═══ Information supplied ═══

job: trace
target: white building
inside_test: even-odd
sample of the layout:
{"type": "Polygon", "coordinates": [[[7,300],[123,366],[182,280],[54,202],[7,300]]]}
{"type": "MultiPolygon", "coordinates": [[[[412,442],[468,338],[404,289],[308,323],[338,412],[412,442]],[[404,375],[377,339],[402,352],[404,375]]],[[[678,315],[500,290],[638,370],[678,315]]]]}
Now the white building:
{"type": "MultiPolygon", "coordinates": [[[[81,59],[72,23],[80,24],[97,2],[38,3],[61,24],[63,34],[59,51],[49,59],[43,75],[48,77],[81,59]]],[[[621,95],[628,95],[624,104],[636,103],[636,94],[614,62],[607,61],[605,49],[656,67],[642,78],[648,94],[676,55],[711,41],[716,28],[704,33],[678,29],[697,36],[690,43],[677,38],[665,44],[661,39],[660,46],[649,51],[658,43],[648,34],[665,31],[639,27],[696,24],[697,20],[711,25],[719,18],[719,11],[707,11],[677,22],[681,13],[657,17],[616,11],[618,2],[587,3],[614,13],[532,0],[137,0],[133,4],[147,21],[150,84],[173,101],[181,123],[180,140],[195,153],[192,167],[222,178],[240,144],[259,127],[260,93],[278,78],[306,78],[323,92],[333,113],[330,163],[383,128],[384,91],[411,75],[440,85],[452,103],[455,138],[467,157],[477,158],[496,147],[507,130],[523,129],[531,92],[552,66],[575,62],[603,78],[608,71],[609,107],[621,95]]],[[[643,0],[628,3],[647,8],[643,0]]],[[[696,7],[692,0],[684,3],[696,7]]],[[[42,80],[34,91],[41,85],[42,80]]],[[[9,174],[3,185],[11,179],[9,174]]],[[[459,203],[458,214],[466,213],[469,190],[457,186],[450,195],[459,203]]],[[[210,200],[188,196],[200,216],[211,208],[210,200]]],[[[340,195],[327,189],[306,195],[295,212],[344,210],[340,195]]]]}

═══

Goal » Please copy the data above word for word, keeping every line and character unchanged.

Result of the exercise »
job: trace
target: white building
inside_test: even-odd
sample of the layout:
{"type": "Polygon", "coordinates": [[[7,300],[123,366],[182,280],[54,202],[7,300]]]}
{"type": "MultiPolygon", "coordinates": [[[[412,442],[468,338],[404,289],[308,323],[338,412],[412,442]],[[404,375],[377,339],[402,352],[404,375]]],[[[678,315],[500,290],[638,370],[678,315]]]]}
Now the white building:
{"type": "MultiPolygon", "coordinates": [[[[81,59],[72,23],[80,24],[97,2],[38,3],[61,24],[63,34],[59,51],[49,59],[43,75],[48,77],[81,59]]],[[[621,95],[628,95],[624,104],[636,103],[636,94],[614,62],[607,61],[605,49],[656,67],[642,78],[648,94],[676,55],[711,41],[716,28],[704,33],[678,29],[697,36],[690,43],[677,38],[665,44],[661,39],[660,46],[649,51],[658,43],[648,34],[665,31],[639,27],[696,24],[697,20],[711,25],[719,18],[719,11],[707,11],[677,22],[681,13],[657,17],[616,11],[618,2],[587,3],[614,13],[532,0],[137,0],[133,4],[147,21],[150,84],[173,101],[181,123],[180,140],[195,153],[192,167],[222,178],[240,144],[259,127],[260,93],[278,78],[306,78],[323,92],[333,113],[330,163],[383,128],[384,91],[411,75],[440,85],[452,103],[455,138],[467,157],[477,158],[496,147],[507,130],[523,129],[531,92],[552,66],[575,62],[603,78],[608,71],[609,107],[621,95]]],[[[643,0],[628,3],[647,8],[643,0]]],[[[696,7],[692,0],[684,3],[696,7]]],[[[42,80],[34,91],[41,85],[42,80]]],[[[9,174],[3,185],[11,179],[9,174]]],[[[459,203],[458,214],[466,213],[469,190],[457,186],[450,195],[459,203]]],[[[210,200],[188,196],[200,216],[211,208],[210,200]]],[[[340,195],[327,189],[306,195],[295,212],[344,210],[340,195]]]]}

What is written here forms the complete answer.